- Opening Delimiter -

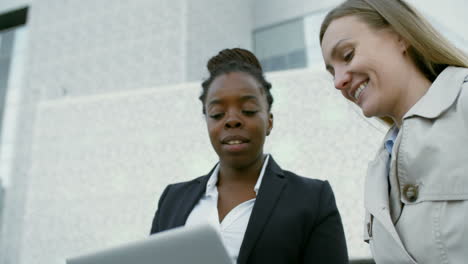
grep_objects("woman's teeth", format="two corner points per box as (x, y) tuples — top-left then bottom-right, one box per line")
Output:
(227, 140), (243, 145)
(354, 82), (368, 100)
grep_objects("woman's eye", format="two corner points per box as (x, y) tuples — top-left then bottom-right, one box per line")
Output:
(209, 113), (224, 120)
(243, 110), (258, 116)
(344, 50), (354, 62)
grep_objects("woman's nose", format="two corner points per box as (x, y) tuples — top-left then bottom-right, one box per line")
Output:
(334, 70), (351, 90)
(224, 114), (242, 129)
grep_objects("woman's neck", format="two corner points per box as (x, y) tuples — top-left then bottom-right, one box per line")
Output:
(392, 69), (432, 127)
(217, 154), (266, 186)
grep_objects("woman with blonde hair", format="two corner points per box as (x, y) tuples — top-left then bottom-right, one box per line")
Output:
(320, 0), (468, 263)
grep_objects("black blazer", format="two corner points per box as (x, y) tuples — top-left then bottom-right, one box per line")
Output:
(150, 157), (348, 264)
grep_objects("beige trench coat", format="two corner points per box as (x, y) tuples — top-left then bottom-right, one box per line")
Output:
(364, 67), (468, 264)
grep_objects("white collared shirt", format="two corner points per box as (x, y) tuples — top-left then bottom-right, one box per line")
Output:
(185, 155), (270, 263)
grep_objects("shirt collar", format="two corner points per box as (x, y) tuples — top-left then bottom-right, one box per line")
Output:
(404, 66), (468, 120)
(205, 154), (270, 197)
(384, 125), (399, 155)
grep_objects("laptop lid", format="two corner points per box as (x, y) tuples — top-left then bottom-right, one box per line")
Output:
(66, 224), (232, 264)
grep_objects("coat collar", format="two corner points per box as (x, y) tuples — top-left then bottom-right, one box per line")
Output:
(404, 66), (468, 119)
(237, 156), (286, 264)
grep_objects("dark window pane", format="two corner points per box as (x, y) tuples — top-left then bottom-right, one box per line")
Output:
(287, 49), (306, 69)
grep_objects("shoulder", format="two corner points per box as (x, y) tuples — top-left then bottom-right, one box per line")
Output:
(281, 169), (335, 199)
(161, 175), (207, 195)
(458, 72), (468, 119)
(440, 67), (468, 126)
(153, 175), (207, 218)
(279, 170), (341, 227)
(283, 169), (326, 186)
(445, 66), (468, 108)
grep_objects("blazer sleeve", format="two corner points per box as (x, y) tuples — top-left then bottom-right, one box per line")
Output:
(302, 181), (348, 263)
(149, 185), (171, 235)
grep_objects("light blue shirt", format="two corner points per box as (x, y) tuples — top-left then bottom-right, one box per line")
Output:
(384, 126), (399, 192)
(385, 126), (399, 156)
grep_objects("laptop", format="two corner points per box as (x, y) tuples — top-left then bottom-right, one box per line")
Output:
(66, 223), (233, 264)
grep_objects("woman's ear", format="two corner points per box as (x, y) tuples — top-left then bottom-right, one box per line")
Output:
(267, 113), (273, 136)
(397, 34), (410, 54)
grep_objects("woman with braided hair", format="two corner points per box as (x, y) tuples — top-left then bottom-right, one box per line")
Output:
(150, 48), (348, 263)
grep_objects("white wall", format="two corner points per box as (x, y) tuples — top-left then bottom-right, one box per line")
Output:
(408, 0), (468, 40)
(408, 0), (468, 53)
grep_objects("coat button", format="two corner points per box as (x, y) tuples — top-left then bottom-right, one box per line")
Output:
(403, 184), (419, 202)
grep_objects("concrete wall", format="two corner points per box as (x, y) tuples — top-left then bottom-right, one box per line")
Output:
(408, 0), (468, 40)
(19, 68), (386, 263)
(28, 0), (187, 100)
(407, 0), (468, 53)
(185, 0), (253, 81)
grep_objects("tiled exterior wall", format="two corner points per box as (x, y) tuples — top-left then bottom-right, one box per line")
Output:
(28, 0), (187, 100)
(22, 68), (385, 263)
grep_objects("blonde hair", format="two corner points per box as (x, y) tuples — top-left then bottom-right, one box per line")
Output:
(319, 0), (468, 125)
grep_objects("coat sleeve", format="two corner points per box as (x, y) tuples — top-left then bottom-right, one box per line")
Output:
(149, 185), (171, 235)
(302, 181), (348, 263)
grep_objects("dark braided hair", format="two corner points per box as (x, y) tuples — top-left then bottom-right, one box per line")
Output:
(199, 48), (273, 114)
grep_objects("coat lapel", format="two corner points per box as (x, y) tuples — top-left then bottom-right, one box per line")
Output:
(364, 149), (407, 252)
(237, 157), (287, 264)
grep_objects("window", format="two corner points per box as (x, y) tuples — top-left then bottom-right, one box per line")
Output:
(0, 6), (28, 230)
(254, 18), (307, 72)
(253, 10), (330, 72)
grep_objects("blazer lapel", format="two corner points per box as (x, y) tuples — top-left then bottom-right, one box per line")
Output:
(172, 171), (212, 227)
(237, 157), (287, 264)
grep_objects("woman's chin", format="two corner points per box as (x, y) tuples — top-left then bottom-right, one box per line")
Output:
(360, 106), (375, 118)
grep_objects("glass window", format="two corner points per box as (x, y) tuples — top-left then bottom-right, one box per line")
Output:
(253, 10), (330, 72)
(254, 18), (307, 72)
(0, 29), (15, 227)
(0, 29), (15, 134)
(0, 24), (27, 229)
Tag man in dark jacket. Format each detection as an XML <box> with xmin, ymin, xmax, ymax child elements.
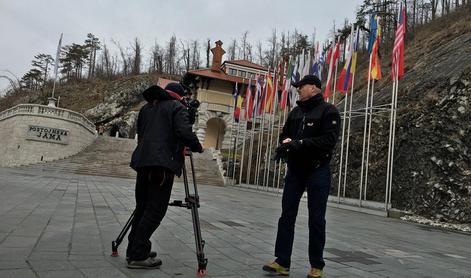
<box><xmin>263</xmin><ymin>75</ymin><xmax>340</xmax><ymax>278</ymax></box>
<box><xmin>126</xmin><ymin>82</ymin><xmax>203</xmax><ymax>269</ymax></box>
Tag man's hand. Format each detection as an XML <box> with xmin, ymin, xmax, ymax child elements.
<box><xmin>282</xmin><ymin>138</ymin><xmax>292</xmax><ymax>144</ymax></box>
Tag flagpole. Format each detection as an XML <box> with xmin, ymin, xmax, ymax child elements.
<box><xmin>232</xmin><ymin>120</ymin><xmax>241</xmax><ymax>185</ymax></box>
<box><xmin>246</xmin><ymin>118</ymin><xmax>255</xmax><ymax>184</ymax></box>
<box><xmin>387</xmin><ymin>3</ymin><xmax>404</xmax><ymax>209</ymax></box>
<box><xmin>273</xmin><ymin>111</ymin><xmax>282</xmax><ymax>189</ymax></box>
<box><xmin>364</xmin><ymin>79</ymin><xmax>375</xmax><ymax>200</ymax></box>
<box><xmin>265</xmin><ymin>66</ymin><xmax>279</xmax><ymax>189</ymax></box>
<box><xmin>276</xmin><ymin>108</ymin><xmax>288</xmax><ymax>191</ymax></box>
<box><xmin>389</xmin><ymin>67</ymin><xmax>400</xmax><ymax>207</ymax></box>
<box><xmin>50</xmin><ymin>33</ymin><xmax>63</xmax><ymax>106</ymax></box>
<box><xmin>226</xmin><ymin>93</ymin><xmax>237</xmax><ymax>183</ymax></box>
<box><xmin>342</xmin><ymin>73</ymin><xmax>356</xmax><ymax>198</ymax></box>
<box><xmin>385</xmin><ymin>68</ymin><xmax>397</xmax><ymax>209</ymax></box>
<box><xmin>256</xmin><ymin>73</ymin><xmax>268</xmax><ymax>187</ymax></box>
<box><xmin>332</xmin><ymin>59</ymin><xmax>339</xmax><ymax>105</ymax></box>
<box><xmin>337</xmin><ymin>90</ymin><xmax>348</xmax><ymax>202</ymax></box>
<box><xmin>359</xmin><ymin>54</ymin><xmax>373</xmax><ymax>206</ymax></box>
<box><xmin>264</xmin><ymin>112</ymin><xmax>274</xmax><ymax>189</ymax></box>
<box><xmin>238</xmin><ymin>120</ymin><xmax>248</xmax><ymax>186</ymax></box>
<box><xmin>256</xmin><ymin>114</ymin><xmax>265</xmax><ymax>186</ymax></box>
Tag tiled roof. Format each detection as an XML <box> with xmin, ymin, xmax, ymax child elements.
<box><xmin>186</xmin><ymin>68</ymin><xmax>250</xmax><ymax>84</ymax></box>
<box><xmin>223</xmin><ymin>60</ymin><xmax>267</xmax><ymax>71</ymax></box>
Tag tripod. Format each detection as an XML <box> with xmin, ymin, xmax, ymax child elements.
<box><xmin>111</xmin><ymin>149</ymin><xmax>208</xmax><ymax>276</ymax></box>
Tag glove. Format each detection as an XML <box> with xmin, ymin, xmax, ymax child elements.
<box><xmin>194</xmin><ymin>144</ymin><xmax>204</xmax><ymax>153</ymax></box>
<box><xmin>287</xmin><ymin>139</ymin><xmax>302</xmax><ymax>151</ymax></box>
<box><xmin>274</xmin><ymin>143</ymin><xmax>290</xmax><ymax>163</ymax></box>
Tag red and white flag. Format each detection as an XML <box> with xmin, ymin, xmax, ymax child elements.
<box><xmin>391</xmin><ymin>5</ymin><xmax>406</xmax><ymax>81</ymax></box>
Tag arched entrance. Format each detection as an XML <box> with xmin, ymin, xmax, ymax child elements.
<box><xmin>109</xmin><ymin>125</ymin><xmax>121</xmax><ymax>138</ymax></box>
<box><xmin>204</xmin><ymin>117</ymin><xmax>226</xmax><ymax>149</ymax></box>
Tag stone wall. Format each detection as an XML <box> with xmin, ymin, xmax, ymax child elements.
<box><xmin>0</xmin><ymin>104</ymin><xmax>97</xmax><ymax>167</ymax></box>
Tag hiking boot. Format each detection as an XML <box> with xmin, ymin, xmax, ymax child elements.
<box><xmin>126</xmin><ymin>251</ymin><xmax>157</xmax><ymax>262</ymax></box>
<box><xmin>126</xmin><ymin>257</ymin><xmax>162</xmax><ymax>269</ymax></box>
<box><xmin>262</xmin><ymin>261</ymin><xmax>290</xmax><ymax>276</ymax></box>
<box><xmin>307</xmin><ymin>267</ymin><xmax>323</xmax><ymax>278</ymax></box>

- Closing Delimiter -

Work to be completed —
Set down only the lines from the line with "Tag stone wall." through the last line of the data above, keeping both the first and the last.

Response —
Tag stone wall. Format each detection as an XML <box> with xmin, ymin, xmax, ymax child elements.
<box><xmin>0</xmin><ymin>104</ymin><xmax>97</xmax><ymax>167</ymax></box>
Tag hiking boot. Format each detection as an XML <box> with xmin, ymin, xmax, ymax child elements.
<box><xmin>126</xmin><ymin>251</ymin><xmax>157</xmax><ymax>262</ymax></box>
<box><xmin>126</xmin><ymin>257</ymin><xmax>162</xmax><ymax>269</ymax></box>
<box><xmin>262</xmin><ymin>261</ymin><xmax>290</xmax><ymax>276</ymax></box>
<box><xmin>307</xmin><ymin>267</ymin><xmax>323</xmax><ymax>278</ymax></box>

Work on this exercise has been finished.